Transcribe the passage of the episode summaries below from "Totally, off the" up to and including "begin dating again.".

▶ [SOURCE EXTRACT]
§ §

But confiding in a co-worker about her situation liberates her. She finally accepts herself for who is she, saying, “I felt almost proud of my condition.” Lexi rings colleagues, old boyfriends to provide an explanation for her past behavior. Lexi ends on the note of self-love and acceptance of who you really are.
When the Doorman Is Your Main Man: Guzmin’s Approval
Christin Milioti and Laurentiu Possa have incredible tenant-doorman chemistry in “When The Doorman Is Your Main Man”. She has a tendency to date the wrong kind of guys while he vets them for her. Maggie doesn’t agree with what Guzmin has to say, but she does seek him out continually.
Guzmin’s love for Maggie is thoroughly paternal, he watches over her, lends her advice when she gets pregnant accidentally. Guzmin establishes a beautiful form of paternal love between him and Maggie, by challenging various stereotypes about single-motherhood, pro-choice arguments, new age romance. The moment is stellar when they reunite years later and Guzmin approves of Maggie’s new boyfriend.
When Cupid Is a Prying Journalist: Julie Learns Why She Was Stood Up
Catherine Keener’s Julie wins hearts in “When Cupid Is a Prying Journalist”. The story begins with The Times’s Julie doing a profile on Joshua (Dev Patel), the CEO of a dating app named, Fuse. Julie and Joshua get to casually talking about dating and love, at the end of which she pries on his love-sickness.
Totally, off the record, Joshua narrates the story of how he and Emma split up. She’d almost cheated on him, he broke it off. Two years later, he still wanted her, only she was engaged. Emma gets hold of Julie’s profile on Joshua, calls him up and the two of them begin dating again.
Julie tells Joshua about her own untested love, the young man she’d met in Paris 17 years ago, the man who’d stood her up.
As fate would have it, she meets this man who tells him he’d lost the book she’d written her address on. We get one night of the two of them out together. Julie’s narration of the following words is heartwarming:
“The love we had in our past, unfinished, untested, lost love seems so easy, so childish to those of us who choose to settle down. But actually, it’s the purest, most concentrated stuff.”
Hers Was a World of One: The Confrontation
“Hers Was a World of One”, talks about a couple, Andrew Scott (Tobin) and Brandon Kyle Goodman (Andy) who share a strong paternal instinct to have a baby. They settle on open-adoption as means. Olivia Cooke (Karla) is the woman who provides them their baby. They learn that Karla is a free spirit in every sense of the word: she travels throughout the year, doesn’t believe in permanent settlement, or things, that according to her, make human beings inhuman.

§ §

▶ [PROVIDED DATA]
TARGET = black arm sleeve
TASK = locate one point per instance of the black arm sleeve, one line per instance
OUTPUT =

§ §

▶ [SOLUTION TO THE EXERCISE]
Totally, off the record, Joshua narrates the story of how he and Emma split up. She’d almost cheated on him, he broke it off. Two years later, he still wanted her, only she was engaged. Emma gets hold of Julie’s profile on Joshua, calls him up and the two of them begin dating again.